=== Begin Enclosure ===
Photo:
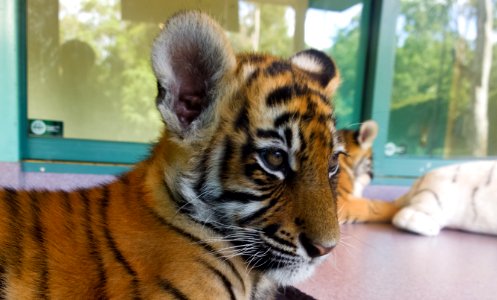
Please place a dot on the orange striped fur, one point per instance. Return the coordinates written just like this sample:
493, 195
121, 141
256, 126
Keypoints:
234, 200
355, 174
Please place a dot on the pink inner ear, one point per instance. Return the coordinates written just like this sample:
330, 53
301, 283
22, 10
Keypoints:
365, 133
192, 99
188, 108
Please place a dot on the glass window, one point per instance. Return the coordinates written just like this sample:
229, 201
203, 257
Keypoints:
444, 98
89, 74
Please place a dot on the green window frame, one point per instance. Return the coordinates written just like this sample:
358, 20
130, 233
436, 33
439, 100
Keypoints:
390, 170
38, 154
376, 66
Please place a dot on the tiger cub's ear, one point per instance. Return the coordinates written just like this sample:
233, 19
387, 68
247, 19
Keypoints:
320, 67
367, 134
190, 57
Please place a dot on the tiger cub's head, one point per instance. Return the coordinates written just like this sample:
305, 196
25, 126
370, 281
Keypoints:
357, 166
251, 145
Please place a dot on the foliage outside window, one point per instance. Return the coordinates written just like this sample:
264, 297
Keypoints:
89, 68
444, 99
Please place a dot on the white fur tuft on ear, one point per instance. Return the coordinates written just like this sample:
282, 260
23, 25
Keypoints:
367, 134
320, 67
190, 58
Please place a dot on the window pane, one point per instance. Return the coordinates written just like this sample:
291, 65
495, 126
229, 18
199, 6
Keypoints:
89, 74
340, 38
444, 101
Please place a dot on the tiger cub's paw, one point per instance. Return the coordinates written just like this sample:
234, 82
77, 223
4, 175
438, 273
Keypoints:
417, 221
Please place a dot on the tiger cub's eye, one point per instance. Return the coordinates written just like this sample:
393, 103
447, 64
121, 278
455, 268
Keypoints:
274, 158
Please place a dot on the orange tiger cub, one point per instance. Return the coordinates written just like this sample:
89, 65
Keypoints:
234, 200
355, 174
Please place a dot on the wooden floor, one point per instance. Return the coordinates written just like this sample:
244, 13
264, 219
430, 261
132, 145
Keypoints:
377, 261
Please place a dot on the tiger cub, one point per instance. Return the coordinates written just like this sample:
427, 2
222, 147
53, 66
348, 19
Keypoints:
234, 199
356, 173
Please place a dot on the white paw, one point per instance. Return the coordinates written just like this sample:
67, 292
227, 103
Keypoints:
416, 221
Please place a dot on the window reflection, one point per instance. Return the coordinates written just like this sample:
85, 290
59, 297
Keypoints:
444, 101
88, 60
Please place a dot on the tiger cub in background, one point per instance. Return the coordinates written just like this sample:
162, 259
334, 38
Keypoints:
234, 200
356, 172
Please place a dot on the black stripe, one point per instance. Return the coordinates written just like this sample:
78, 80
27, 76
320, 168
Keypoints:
196, 241
202, 169
242, 120
38, 235
248, 148
258, 213
303, 143
280, 95
16, 229
252, 168
286, 118
2, 282
167, 286
111, 243
228, 154
227, 284
322, 118
288, 137
268, 134
93, 246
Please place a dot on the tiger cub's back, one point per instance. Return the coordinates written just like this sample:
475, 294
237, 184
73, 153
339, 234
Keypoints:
356, 172
233, 200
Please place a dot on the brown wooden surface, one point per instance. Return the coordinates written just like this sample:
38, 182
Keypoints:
377, 261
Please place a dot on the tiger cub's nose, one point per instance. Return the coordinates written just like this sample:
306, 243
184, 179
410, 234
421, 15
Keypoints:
314, 249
=== End Enclosure ===
■ **Prompt**
The answer must be the listing above, restated word for word, with no images in it.

■ **Your response**
Photo:
Please place a dot on the orange striped fur, one point per instance. Return the coordinates written just like this sample:
493, 195
121, 141
256, 126
Keypoints:
234, 200
355, 174
Please place a dot on the pink inner ear, one point per instance. Return the coordinates written just like this sample:
330, 53
301, 283
22, 10
Keypoints:
365, 133
192, 99
188, 108
Please place a dot on the glass window, one point per instance. Return the coordinates written just like this sample:
229, 201
203, 257
Keypoints:
444, 98
89, 74
Please place a dot on the green window frame, one point per instance. Return the coordinates written just like this sample:
358, 20
130, 233
436, 33
439, 100
Keypoints:
390, 170
38, 154
376, 66
Please place a dot on the tiger cub's ear, one point per instance. Return the coordinates written just like this sample:
233, 19
387, 68
247, 19
Keypoints:
320, 67
367, 134
190, 57
Please place a dot on the tiger cub's head, one point per instance. Return the coordinates written just like this sample:
305, 196
25, 126
370, 281
Keypoints:
357, 166
251, 145
Please place a dot on the foliage outside window, one point per instance. Return the coordinates written just like this sample:
264, 297
Keypoints:
89, 68
444, 99
Please place a dot on the white fur tuft on ear, one point per instance. Return the coordinates written just like this sample:
282, 260
23, 25
Keypoints:
367, 134
320, 67
190, 58
Please place a dot on the window pane, one point per instance. Return the coordinates written just like this sample:
291, 65
495, 126
229, 18
199, 6
Keypoints:
89, 74
340, 38
444, 101
Please place a dot on the tiger cub's paw, one point per instance. Return the coordinates written just like this sample:
234, 82
77, 223
4, 175
438, 273
Keypoints:
417, 221
Please place a dot on the tiger cub's eye, one point per instance. Return the coordinates written just like this sample:
393, 103
447, 64
121, 278
455, 268
Keypoints:
274, 158
Please place a dot on the orange tiger cub, one point per instance. Return the coordinates written just like this sample:
89, 65
Keypoints:
234, 200
355, 174
Please place a dot on the wooden floor, one point per instance. Return the coordinates written just like this sample:
244, 13
264, 219
430, 261
132, 145
Keypoints:
377, 261
Please place a dot on the tiger cub, one point per instance. Return the coordinates written just like this sample:
427, 2
222, 147
53, 66
348, 19
Keypoints:
234, 199
356, 173
Please place a dot on the white paw, one point per instance. Return the coordinates written just like this sample:
67, 292
227, 103
Keypoints:
416, 221
Please place a dot on the window reflection, one point per instance. Return the coordinates written just like this sample:
85, 290
59, 297
Keypoints:
444, 101
88, 60
Please place a dot on the tiger cub in background, one point per instance. Return the coordinates written just like this sample:
162, 259
334, 38
Keypoints:
234, 200
356, 172
Please place a dot on the black stripe, one point per instance. Return the coordinates written just like this sample:
78, 80
27, 76
320, 168
Keypoints:
196, 241
202, 169
242, 120
38, 235
248, 148
258, 213
303, 143
280, 95
16, 229
252, 168
286, 118
2, 282
167, 286
111, 243
228, 154
227, 284
322, 118
288, 137
268, 134
93, 246
Please place a dot on the tiger cub's back, one point per instance. Return the coordinates written just like this sample:
475, 294
237, 184
73, 153
339, 234
Keypoints:
356, 172
233, 200
Please place a dot on the brown wooden surface, one point per instance. Return the coordinates written just like this sample:
38, 182
Keypoints:
377, 261
Please place a dot on the tiger cub's nose, one point per instance. Return the coordinates written just like this sample:
306, 243
184, 179
410, 234
421, 15
Keypoints:
314, 249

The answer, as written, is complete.